** START OF Passage shown **

Mr. Dmitriev became a frequent visitor to Abu Dhabi, and Emirati officials came to see him as a key conduit to the Russian government. In a 2015 email, the Emirati ambassador to Moscow at the time described Mr. Dmitriev as a “messenger” to get information directly to Mr. Putin. The email was among a large number hacked from the account of the ambassador to Washington and published online. The now former ambassador to Moscow, Omar Saif Ghobash, did not respond to an email about the leak.
Mr. Nader was first served with search warrants and a grand jury subpoena on Jan. 17, shortly after landing at Washington Dulles International Airport, according to two people familiar with the episode. He had intended to travel on to Mar-a-Lago, Mr. Trump’s Florida estate, to celebrate the president’s first year in office, but the F.B.I. had other plans, questioning him for more than two hours and seizing his electronics.
Since then, Mr. Nader has been questioned numerous times about meetings in New York during the transition, the Seychelles meeting and meetings in the White House with two of Mr. Trump’s senior advisers, Jared Kushner and Stephen K. Bannon, who has since left the administration.
The meeting in the Seychelles also took place against the backdrop of a larger pattern of secretive contacts between the Trump team and both the Russians and the Emiratis. In the weeks after the 2016 presidential election, Crown Prince Mohammed aroused the suspicions of American national security officials when they learned that he had breached protocol by visiting Trump Tower in Manhattan without notifying the Obama administration of his visit to the United States.
Mr. Kushner, Mr. Trump’s son-in-law and a senior transition adviser, met at Trump Tower with Sergey I. Kislyak, the Russian ambassador to Washington at the time, and discussed setting up a back channel to communicate with Moscow during the transition — circumventing American diplomatic channels normally used during a presidential transition. Mr. Kushner met a few days later with a Russian banker close to Putin, Sergey N. Gorkov — whose bank was also under sanctions — in what Mr. Kushner has said was an attempt to establish a direct line of communication to Mr. Putin during the transition.
Michael T. Flynn, Mr. Trump’s first national security adviser, was fired for lying about his conversations with the Russian ambassador during the transition.
Public accounts of the Seychelles meeting have varied sharply. Questioned about it during testimony in November before the House Intelligence Committee, Mr. Prince dismissed his encounter with Mr. Dmitriev as little more than a chance run-in.

** END OF Passage shown **

[Exercise requirements]:
A - According to the article on the Seychelles meeting, on what date was Mr. Nader first served with search warrants and a grand jury subpoena?
B - Shorten the paragraph of the article on the Seychelles meeting that begins "Mr. Kushner, Mr. Trump's son-in-law," keeping its main facts.
C - In the article on the Seychelles meeting, reproduce word for word the part from "Public accounts of" to "a chance run-in.".
The entries that follow come from a separate source and are unrelated to the article.

** START OF Given information **

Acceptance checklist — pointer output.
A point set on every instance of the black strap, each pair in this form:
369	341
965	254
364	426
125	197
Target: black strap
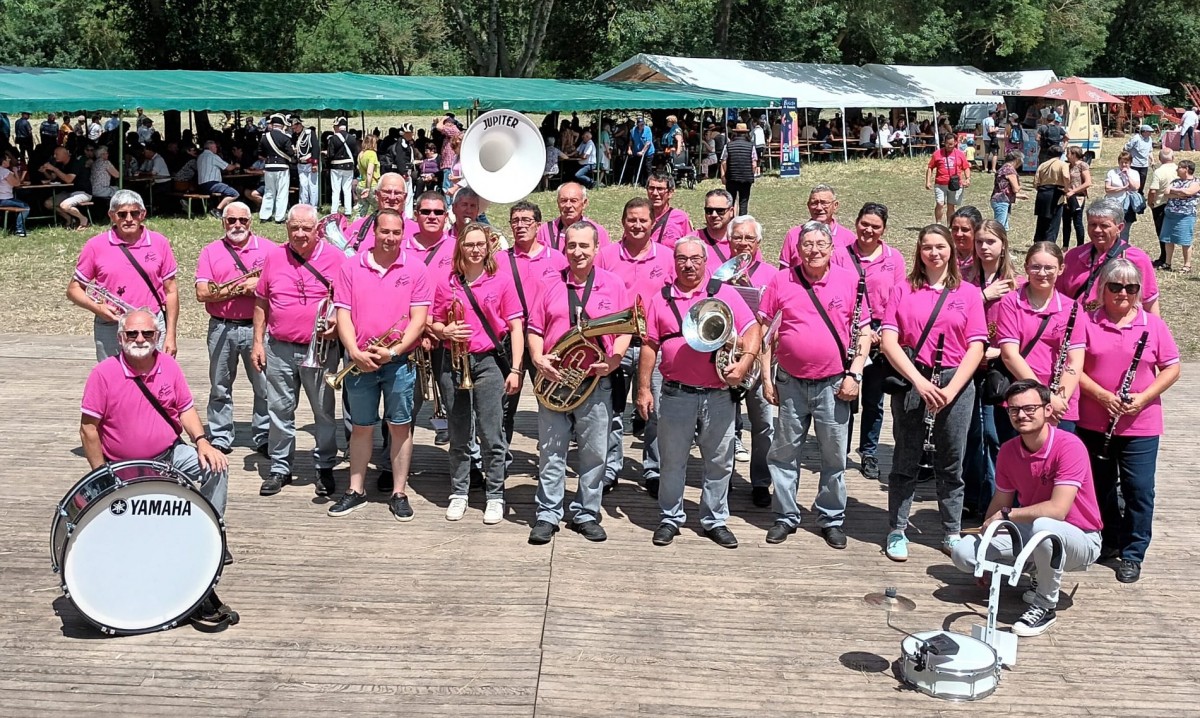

** END OF Given information **

[The results]:
A - Jan. 17

B - At Trump Tower, Mr. Kushner, Mr. Trump's son-in-law and a senior transition adviser, met Sergey I. Kislyak, then the Russian ambassador, and discussed a back channel to Moscow that would bypass the usual diplomatic channels. A few days later he met Sergey N. Gorkov, a Russian banker close to Putin whose bank was under sanctions. Mr. Kushner has said this meeting was an attempt to set up a direct line to Mr. Putin during the transition.

C -
Public accounts of the Seychelles meeting have varied sharply. Questioned about it during testimony in November before the House Intelligence Committee, Mr. Prince dismissed his encounter with Mr. Dmitriev as little more than a chance run-in.